**Job:** Please report every line of the material below that contains the string "arched", copying each such line in full.

**Stored entries:**
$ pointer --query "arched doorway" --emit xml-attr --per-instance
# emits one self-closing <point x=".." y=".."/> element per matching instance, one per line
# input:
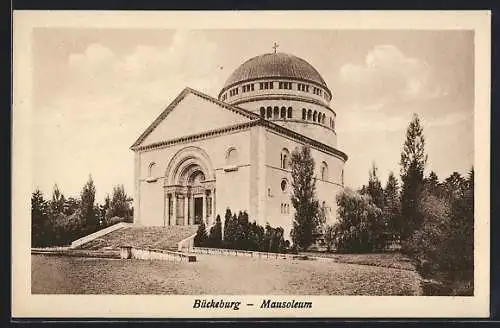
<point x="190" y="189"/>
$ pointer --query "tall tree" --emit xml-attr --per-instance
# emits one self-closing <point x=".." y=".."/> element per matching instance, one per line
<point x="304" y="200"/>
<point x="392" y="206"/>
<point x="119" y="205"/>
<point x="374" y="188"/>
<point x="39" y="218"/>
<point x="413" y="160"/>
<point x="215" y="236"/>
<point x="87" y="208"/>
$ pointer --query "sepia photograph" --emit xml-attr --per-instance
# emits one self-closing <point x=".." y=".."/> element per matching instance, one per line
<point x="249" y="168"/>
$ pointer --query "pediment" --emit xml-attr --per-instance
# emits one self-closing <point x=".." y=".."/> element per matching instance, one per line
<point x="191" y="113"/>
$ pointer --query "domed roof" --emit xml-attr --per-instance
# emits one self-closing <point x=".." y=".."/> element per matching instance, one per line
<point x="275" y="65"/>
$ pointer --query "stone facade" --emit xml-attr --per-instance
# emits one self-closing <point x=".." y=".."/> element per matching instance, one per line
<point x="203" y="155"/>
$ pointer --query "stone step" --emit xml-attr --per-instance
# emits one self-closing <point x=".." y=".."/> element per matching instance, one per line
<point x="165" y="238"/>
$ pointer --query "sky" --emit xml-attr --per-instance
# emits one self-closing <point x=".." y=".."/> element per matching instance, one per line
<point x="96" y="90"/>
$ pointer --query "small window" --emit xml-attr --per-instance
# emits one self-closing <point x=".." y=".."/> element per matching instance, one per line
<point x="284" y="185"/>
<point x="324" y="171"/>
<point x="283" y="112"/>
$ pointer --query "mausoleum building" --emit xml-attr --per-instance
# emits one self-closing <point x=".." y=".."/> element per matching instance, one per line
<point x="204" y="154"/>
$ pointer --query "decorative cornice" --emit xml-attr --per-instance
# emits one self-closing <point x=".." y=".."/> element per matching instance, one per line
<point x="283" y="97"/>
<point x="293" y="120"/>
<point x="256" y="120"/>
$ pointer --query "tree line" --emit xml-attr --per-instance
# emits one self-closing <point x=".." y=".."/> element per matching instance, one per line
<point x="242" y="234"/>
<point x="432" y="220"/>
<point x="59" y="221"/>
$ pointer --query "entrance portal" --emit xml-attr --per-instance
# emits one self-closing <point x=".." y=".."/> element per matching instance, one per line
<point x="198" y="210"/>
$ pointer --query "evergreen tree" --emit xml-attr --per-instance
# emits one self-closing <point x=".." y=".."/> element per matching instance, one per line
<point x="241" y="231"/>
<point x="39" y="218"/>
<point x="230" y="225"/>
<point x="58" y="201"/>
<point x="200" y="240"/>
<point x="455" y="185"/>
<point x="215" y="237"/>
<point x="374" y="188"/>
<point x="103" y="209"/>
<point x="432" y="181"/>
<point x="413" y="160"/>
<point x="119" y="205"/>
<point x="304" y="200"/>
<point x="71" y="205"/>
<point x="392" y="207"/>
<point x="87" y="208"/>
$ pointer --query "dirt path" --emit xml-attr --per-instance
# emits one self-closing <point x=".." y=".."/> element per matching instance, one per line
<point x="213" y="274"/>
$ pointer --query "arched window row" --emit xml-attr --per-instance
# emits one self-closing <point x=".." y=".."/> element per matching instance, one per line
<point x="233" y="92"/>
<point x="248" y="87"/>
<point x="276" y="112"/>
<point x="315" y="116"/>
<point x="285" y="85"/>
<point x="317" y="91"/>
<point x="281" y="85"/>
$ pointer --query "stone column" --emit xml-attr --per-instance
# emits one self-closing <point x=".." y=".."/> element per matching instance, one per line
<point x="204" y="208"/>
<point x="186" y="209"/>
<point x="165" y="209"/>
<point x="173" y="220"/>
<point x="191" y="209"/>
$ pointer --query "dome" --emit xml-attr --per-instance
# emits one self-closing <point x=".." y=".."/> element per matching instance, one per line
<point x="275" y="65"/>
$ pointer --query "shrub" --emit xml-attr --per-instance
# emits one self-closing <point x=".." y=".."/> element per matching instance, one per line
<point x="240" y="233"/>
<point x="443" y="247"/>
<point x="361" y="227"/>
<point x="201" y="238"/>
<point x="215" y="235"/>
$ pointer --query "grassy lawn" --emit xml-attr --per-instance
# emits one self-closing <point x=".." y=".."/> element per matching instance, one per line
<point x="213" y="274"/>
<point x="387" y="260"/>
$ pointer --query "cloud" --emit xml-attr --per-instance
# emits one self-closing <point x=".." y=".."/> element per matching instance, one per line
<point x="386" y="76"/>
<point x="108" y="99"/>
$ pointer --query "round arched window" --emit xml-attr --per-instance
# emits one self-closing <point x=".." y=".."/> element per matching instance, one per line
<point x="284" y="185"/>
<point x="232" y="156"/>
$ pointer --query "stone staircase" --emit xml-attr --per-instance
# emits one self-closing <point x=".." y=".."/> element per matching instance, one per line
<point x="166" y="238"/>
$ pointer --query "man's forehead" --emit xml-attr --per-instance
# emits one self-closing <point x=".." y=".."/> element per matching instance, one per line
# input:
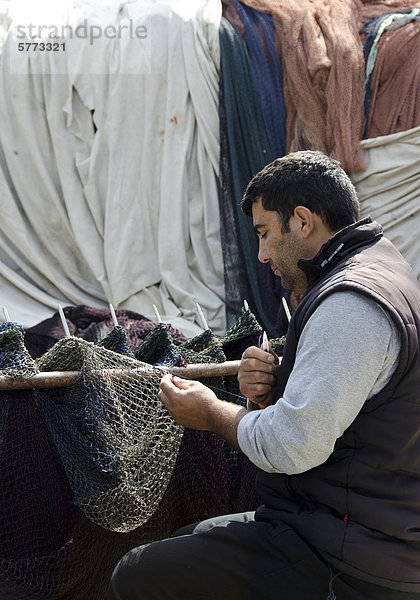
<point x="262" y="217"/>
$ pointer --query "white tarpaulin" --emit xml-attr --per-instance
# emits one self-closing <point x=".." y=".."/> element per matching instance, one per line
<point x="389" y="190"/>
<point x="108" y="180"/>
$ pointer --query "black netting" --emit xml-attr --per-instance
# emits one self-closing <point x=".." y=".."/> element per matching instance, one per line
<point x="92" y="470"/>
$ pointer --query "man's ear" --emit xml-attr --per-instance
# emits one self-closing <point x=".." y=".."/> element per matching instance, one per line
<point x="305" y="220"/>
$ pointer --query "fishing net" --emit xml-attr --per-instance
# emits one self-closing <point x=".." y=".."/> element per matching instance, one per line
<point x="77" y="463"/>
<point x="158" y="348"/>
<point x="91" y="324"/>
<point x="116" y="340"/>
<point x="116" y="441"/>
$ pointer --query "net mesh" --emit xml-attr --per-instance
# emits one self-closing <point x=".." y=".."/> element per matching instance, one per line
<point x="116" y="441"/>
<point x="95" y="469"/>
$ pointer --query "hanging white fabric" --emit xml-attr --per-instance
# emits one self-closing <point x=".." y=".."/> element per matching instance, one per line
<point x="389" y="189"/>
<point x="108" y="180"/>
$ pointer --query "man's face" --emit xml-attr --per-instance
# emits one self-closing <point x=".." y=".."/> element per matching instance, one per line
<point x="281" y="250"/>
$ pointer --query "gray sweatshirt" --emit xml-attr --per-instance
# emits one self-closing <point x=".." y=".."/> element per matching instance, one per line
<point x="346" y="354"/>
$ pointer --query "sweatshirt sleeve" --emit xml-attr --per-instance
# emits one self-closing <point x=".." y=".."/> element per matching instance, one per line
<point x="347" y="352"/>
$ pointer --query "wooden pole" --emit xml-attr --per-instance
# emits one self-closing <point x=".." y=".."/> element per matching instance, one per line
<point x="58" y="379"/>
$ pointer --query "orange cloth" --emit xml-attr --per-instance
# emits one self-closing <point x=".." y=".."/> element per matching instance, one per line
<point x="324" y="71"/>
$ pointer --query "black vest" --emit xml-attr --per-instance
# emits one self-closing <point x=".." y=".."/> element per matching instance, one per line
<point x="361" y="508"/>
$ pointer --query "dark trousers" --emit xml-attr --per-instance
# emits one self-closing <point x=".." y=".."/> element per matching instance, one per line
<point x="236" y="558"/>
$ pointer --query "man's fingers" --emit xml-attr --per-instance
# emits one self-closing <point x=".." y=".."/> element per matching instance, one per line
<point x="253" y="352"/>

**Answer:**
$ pointer --query "arched doorway" --emit xml-attr --per-instance
$ pointer --query "arched window row" --emit xml-attr --per-instance
$ pointer --query "round arched window" --emit xml-attr --per-instance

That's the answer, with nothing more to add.